-- begin --

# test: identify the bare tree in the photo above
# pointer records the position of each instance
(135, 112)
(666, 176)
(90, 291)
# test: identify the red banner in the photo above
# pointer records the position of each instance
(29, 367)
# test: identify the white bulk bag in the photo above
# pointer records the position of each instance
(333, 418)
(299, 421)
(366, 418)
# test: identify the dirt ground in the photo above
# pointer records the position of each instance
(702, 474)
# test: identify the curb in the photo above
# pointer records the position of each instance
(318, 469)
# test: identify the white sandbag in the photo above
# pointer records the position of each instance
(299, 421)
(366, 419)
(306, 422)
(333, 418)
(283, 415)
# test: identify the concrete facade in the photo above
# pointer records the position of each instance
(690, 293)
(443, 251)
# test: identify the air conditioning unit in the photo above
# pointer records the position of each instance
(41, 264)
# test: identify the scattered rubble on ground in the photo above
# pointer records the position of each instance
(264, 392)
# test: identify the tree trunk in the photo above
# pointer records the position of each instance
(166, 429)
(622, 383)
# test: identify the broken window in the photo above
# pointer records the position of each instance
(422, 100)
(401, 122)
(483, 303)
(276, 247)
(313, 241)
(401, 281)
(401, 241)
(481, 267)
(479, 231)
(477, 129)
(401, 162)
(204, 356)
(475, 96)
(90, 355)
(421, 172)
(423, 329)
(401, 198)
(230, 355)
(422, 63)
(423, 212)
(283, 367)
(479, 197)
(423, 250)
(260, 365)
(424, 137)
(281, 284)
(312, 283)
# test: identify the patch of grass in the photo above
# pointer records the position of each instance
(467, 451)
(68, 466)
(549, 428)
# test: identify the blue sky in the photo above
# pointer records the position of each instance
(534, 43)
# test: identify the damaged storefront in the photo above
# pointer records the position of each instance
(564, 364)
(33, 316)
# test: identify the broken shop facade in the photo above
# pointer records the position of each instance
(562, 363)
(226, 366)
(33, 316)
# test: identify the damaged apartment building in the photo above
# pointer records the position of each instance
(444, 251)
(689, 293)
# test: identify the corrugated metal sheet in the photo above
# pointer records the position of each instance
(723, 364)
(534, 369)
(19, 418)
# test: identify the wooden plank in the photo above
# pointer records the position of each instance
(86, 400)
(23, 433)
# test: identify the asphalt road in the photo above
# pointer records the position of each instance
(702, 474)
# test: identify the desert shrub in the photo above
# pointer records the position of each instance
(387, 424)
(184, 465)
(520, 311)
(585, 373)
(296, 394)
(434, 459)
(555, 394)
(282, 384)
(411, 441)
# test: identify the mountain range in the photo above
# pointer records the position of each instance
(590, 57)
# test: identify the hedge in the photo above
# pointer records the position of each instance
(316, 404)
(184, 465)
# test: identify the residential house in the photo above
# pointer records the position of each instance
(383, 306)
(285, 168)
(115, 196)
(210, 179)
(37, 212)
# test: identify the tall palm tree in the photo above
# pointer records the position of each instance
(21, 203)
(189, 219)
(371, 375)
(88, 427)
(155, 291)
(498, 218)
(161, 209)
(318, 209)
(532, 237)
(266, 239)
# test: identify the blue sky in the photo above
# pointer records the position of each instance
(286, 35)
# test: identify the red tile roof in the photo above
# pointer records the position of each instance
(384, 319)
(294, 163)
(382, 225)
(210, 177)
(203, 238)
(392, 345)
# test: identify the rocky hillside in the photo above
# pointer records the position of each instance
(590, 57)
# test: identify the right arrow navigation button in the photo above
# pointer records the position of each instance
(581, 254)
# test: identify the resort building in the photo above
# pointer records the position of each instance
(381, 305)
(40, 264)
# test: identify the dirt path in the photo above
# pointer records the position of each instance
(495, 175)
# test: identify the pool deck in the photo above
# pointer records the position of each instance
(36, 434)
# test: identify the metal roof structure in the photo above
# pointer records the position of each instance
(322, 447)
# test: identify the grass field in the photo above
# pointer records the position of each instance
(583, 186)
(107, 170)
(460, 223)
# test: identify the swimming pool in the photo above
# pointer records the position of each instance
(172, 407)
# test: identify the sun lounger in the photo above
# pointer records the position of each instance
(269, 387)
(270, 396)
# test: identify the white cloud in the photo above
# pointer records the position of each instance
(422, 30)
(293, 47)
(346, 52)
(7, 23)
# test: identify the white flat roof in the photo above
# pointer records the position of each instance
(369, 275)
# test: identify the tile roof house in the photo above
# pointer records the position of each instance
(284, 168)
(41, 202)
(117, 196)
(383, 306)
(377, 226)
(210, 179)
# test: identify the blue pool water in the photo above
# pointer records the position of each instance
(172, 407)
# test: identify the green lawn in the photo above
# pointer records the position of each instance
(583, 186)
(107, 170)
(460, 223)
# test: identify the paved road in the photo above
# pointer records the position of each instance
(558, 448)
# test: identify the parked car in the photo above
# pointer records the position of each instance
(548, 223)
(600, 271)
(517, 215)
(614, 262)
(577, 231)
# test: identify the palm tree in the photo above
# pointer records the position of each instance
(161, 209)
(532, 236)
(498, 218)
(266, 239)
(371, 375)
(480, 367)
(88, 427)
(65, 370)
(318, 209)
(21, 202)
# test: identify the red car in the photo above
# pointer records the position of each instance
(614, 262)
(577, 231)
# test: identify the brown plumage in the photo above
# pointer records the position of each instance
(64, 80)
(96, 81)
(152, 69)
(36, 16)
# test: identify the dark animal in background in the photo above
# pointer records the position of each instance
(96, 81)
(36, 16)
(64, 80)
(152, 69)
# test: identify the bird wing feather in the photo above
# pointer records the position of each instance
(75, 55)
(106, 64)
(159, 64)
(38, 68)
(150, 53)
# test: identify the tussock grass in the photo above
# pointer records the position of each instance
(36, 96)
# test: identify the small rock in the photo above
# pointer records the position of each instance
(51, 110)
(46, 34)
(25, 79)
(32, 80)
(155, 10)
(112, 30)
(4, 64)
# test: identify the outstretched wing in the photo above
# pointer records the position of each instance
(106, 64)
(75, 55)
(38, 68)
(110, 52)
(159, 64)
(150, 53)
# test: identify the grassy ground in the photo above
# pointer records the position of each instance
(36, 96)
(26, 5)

-- end --
-- begin --

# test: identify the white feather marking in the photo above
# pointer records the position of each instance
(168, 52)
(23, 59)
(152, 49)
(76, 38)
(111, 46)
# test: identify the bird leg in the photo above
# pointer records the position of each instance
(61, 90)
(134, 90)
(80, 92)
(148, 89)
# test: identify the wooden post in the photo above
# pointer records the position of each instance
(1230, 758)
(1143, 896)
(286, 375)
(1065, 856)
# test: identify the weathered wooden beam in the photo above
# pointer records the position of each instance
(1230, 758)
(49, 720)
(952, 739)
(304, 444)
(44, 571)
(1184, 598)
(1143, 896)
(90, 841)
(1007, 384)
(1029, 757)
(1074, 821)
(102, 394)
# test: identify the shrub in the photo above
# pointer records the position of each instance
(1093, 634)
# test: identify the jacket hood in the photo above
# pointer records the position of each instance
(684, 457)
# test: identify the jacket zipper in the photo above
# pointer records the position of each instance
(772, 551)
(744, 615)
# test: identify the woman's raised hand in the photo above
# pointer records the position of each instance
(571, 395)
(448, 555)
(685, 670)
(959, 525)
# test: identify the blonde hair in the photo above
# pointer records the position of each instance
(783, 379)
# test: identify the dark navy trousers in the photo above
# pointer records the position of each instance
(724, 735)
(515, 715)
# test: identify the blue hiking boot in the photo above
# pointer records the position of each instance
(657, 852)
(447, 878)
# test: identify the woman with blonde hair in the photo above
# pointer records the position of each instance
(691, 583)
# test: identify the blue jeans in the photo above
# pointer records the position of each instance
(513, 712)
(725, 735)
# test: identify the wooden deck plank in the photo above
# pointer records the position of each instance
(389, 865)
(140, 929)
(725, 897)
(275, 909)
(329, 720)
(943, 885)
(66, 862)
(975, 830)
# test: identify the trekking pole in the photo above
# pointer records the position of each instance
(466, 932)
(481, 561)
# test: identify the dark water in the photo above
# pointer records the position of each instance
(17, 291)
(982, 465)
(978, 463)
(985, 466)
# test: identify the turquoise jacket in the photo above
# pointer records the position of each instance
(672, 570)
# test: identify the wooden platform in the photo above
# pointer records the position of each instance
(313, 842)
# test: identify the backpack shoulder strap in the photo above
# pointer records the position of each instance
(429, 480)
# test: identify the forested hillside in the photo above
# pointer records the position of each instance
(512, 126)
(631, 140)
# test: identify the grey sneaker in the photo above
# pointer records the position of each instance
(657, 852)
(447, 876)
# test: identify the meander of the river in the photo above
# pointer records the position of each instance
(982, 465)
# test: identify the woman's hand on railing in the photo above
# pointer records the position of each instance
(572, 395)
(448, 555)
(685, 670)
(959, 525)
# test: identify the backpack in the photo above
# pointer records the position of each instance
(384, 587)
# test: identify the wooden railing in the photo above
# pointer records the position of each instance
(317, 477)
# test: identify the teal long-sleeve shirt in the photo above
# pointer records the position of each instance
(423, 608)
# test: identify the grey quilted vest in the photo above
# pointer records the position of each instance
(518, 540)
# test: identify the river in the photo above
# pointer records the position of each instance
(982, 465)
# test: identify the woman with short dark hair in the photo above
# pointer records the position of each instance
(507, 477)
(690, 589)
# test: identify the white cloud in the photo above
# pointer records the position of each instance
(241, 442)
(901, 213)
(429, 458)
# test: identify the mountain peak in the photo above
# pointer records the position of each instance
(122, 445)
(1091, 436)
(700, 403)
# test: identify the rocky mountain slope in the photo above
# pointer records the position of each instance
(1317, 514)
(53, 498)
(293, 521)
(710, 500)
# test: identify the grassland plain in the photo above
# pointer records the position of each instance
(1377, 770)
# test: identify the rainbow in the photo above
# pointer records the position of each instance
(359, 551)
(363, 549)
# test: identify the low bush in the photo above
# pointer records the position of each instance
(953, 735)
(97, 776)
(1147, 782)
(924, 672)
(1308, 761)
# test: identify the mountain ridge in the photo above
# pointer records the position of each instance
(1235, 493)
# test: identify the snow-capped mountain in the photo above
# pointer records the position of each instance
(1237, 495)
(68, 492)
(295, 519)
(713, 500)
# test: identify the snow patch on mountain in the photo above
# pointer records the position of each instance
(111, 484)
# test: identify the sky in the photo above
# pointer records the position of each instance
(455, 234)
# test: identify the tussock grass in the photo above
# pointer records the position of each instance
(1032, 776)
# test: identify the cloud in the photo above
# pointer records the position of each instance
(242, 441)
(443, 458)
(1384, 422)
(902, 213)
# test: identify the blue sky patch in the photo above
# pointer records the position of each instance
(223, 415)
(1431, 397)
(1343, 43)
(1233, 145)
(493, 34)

-- end --

--- OBJECTIVE ---
Pick out every line above that contains the string "blonde" and copy each one in full. Matching is case-sensitive.

--- RESULT OF THE TASK ---
# test: identify the blonde hair in the photo above
# test: identify the woman with blonde hair in the photo above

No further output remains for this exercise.